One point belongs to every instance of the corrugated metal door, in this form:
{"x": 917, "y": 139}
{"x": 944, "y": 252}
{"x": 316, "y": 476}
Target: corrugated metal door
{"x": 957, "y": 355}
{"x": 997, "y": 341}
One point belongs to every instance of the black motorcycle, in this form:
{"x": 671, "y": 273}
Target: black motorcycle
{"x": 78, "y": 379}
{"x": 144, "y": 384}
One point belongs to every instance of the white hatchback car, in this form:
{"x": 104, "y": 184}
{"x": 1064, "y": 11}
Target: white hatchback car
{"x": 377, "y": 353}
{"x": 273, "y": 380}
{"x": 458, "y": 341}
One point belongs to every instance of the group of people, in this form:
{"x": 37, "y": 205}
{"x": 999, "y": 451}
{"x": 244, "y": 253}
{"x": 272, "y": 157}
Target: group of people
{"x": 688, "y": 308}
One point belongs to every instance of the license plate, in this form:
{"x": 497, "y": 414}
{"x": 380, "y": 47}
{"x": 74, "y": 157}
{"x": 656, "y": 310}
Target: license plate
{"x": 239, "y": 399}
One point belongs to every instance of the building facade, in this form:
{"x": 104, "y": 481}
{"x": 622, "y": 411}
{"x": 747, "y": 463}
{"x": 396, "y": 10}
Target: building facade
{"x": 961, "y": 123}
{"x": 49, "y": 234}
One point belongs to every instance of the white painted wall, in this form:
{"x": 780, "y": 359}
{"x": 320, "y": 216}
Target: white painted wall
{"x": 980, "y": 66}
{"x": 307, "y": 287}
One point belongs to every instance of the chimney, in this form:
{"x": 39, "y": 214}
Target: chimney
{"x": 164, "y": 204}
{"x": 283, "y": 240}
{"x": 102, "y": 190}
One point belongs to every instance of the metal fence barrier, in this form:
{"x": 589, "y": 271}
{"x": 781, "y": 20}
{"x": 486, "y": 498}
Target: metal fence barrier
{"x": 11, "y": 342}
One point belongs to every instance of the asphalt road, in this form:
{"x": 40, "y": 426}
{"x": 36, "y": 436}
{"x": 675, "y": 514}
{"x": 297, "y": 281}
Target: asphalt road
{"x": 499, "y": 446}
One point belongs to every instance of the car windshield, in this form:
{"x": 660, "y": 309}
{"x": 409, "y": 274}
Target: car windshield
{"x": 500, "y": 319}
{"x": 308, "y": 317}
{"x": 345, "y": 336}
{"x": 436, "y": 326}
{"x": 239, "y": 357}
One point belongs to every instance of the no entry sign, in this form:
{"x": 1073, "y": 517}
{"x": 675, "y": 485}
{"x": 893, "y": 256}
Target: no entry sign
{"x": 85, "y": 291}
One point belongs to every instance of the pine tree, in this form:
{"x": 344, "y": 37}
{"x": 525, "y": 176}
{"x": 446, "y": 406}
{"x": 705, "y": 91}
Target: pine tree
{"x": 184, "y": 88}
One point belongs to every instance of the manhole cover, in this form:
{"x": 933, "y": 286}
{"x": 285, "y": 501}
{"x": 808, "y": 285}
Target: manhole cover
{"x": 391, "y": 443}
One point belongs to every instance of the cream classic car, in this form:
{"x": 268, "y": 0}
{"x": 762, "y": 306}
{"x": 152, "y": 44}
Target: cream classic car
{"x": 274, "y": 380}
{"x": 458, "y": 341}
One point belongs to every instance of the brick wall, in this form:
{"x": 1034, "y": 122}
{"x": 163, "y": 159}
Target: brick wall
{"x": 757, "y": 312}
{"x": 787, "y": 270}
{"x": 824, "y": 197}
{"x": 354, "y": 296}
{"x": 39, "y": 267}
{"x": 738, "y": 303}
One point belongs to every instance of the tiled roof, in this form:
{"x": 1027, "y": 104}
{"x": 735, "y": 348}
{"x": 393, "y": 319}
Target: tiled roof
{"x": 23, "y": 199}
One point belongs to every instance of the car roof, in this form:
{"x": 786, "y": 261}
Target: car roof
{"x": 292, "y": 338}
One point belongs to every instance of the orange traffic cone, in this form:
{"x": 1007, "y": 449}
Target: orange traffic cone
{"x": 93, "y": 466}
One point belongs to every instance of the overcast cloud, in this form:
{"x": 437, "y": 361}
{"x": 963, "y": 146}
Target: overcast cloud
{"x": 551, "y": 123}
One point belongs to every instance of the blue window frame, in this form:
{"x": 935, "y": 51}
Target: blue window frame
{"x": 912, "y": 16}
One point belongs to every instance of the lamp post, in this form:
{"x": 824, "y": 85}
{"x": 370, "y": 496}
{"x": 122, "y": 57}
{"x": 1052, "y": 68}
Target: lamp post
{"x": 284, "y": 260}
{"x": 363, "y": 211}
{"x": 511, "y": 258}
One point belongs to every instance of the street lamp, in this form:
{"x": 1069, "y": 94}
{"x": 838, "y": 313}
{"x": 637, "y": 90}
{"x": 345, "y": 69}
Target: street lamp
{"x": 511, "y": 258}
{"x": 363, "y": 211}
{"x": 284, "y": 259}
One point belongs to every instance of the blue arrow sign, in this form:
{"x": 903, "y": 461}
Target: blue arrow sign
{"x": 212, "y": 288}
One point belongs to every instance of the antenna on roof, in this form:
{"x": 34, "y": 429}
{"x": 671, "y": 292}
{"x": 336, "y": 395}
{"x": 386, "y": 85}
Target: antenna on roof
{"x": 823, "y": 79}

[Given task] Update the rows above by replacing every "instance" with "occurrence". Leave all other text unchanged.

[Written response]
One point belongs to every occurrence of the corrugated metal door, in this form:
{"x": 917, "y": 139}
{"x": 944, "y": 252}
{"x": 316, "y": 476}
Target: corrugated metal door
{"x": 957, "y": 355}
{"x": 997, "y": 341}
One point belongs to every occurrence of the black motorcycle, in this form:
{"x": 671, "y": 273}
Target: black motorcycle
{"x": 78, "y": 379}
{"x": 144, "y": 384}
One point belongs to every occurrence of the white hatchback car, in this form:
{"x": 104, "y": 184}
{"x": 1064, "y": 11}
Target: white hatchback car
{"x": 377, "y": 353}
{"x": 273, "y": 380}
{"x": 458, "y": 341}
One point belongs to every occurrence of the group of people, in this form:
{"x": 37, "y": 205}
{"x": 999, "y": 451}
{"x": 244, "y": 253}
{"x": 272, "y": 157}
Target: group of people
{"x": 688, "y": 308}
One point belongs to every occurrence of the license plate, in this form:
{"x": 497, "y": 414}
{"x": 380, "y": 47}
{"x": 74, "y": 157}
{"x": 656, "y": 310}
Target: license plate
{"x": 239, "y": 399}
One point belongs to every occurrence of the building facade, in this form:
{"x": 104, "y": 481}
{"x": 622, "y": 411}
{"x": 747, "y": 463}
{"x": 396, "y": 10}
Target: building facade
{"x": 961, "y": 123}
{"x": 49, "y": 234}
One point belongs to every occurrence of the white painted wall, in this form:
{"x": 780, "y": 359}
{"x": 320, "y": 216}
Target: white painted wall
{"x": 980, "y": 66}
{"x": 307, "y": 287}
One point belongs to every occurrence of the chimney, in this form:
{"x": 39, "y": 214}
Target: chimney
{"x": 164, "y": 204}
{"x": 283, "y": 240}
{"x": 102, "y": 190}
One point belongs to every occurrence of the metal fence barrier, in this form:
{"x": 589, "y": 271}
{"x": 781, "y": 20}
{"x": 486, "y": 498}
Target: metal fence barrier
{"x": 11, "y": 342}
One point belongs to every occurrence of the asphalt road, in this form:
{"x": 40, "y": 426}
{"x": 36, "y": 436}
{"x": 675, "y": 514}
{"x": 297, "y": 281}
Target: asphalt road
{"x": 499, "y": 446}
One point belongs to every occurrence of the car windshield, in this form:
{"x": 660, "y": 309}
{"x": 409, "y": 274}
Target: car windshield
{"x": 500, "y": 319}
{"x": 308, "y": 317}
{"x": 345, "y": 336}
{"x": 436, "y": 326}
{"x": 239, "y": 357}
One point belongs to every occurrence of the no entry sign, in this form:
{"x": 1073, "y": 517}
{"x": 675, "y": 485}
{"x": 893, "y": 256}
Target: no entry sign
{"x": 85, "y": 291}
One point belongs to every occurrence of the pine tree, in this form:
{"x": 344, "y": 37}
{"x": 525, "y": 176}
{"x": 446, "y": 406}
{"x": 705, "y": 91}
Target: pine tree
{"x": 184, "y": 88}
One point belongs to every occurrence of the manhole cover, in this form:
{"x": 933, "y": 286}
{"x": 285, "y": 501}
{"x": 808, "y": 285}
Target: manhole cover
{"x": 391, "y": 443}
One point belongs to every occurrence of the cream classic car, in this form:
{"x": 268, "y": 0}
{"x": 762, "y": 306}
{"x": 152, "y": 44}
Target: cream classic car
{"x": 274, "y": 380}
{"x": 458, "y": 341}
One point belongs to every occurrence of the brick wall, in this form:
{"x": 1034, "y": 122}
{"x": 163, "y": 159}
Target: brick wall
{"x": 757, "y": 312}
{"x": 787, "y": 270}
{"x": 824, "y": 197}
{"x": 354, "y": 296}
{"x": 39, "y": 267}
{"x": 738, "y": 303}
One point belongs to every occurrence of the tiled roof, in this form:
{"x": 1027, "y": 104}
{"x": 735, "y": 348}
{"x": 393, "y": 319}
Target: tiled roof
{"x": 23, "y": 199}
One point belongs to every occurrence of the car roof, in this form:
{"x": 786, "y": 261}
Target: car roof
{"x": 292, "y": 338}
One point belongs to every occurrence of the orange traffic cone, in this form:
{"x": 1007, "y": 449}
Target: orange traffic cone
{"x": 93, "y": 466}
One point belongs to every occurrence of the overcast cloud, in this form:
{"x": 437, "y": 361}
{"x": 963, "y": 146}
Target: overcast cloud
{"x": 551, "y": 123}
One point belongs to every occurrence of the blue window frame, in this form:
{"x": 935, "y": 51}
Target: blue window frame
{"x": 912, "y": 16}
One point belongs to every occurrence of the lamp post, in this form:
{"x": 824, "y": 85}
{"x": 370, "y": 496}
{"x": 122, "y": 57}
{"x": 1052, "y": 68}
Target: lamp post
{"x": 284, "y": 260}
{"x": 363, "y": 211}
{"x": 511, "y": 258}
One point belongs to every occurrence of the street lamp, in this form:
{"x": 1069, "y": 94}
{"x": 838, "y": 313}
{"x": 637, "y": 90}
{"x": 345, "y": 69}
Target: street lamp
{"x": 511, "y": 258}
{"x": 363, "y": 211}
{"x": 284, "y": 259}
One point belongs to every occurrence of the blue arrow sign, in this form:
{"x": 903, "y": 461}
Target: blue arrow sign
{"x": 212, "y": 288}
One point belongs to every occurrence of the antenna on roof, in this form:
{"x": 34, "y": 429}
{"x": 671, "y": 292}
{"x": 336, "y": 395}
{"x": 386, "y": 85}
Target: antenna on roof
{"x": 823, "y": 79}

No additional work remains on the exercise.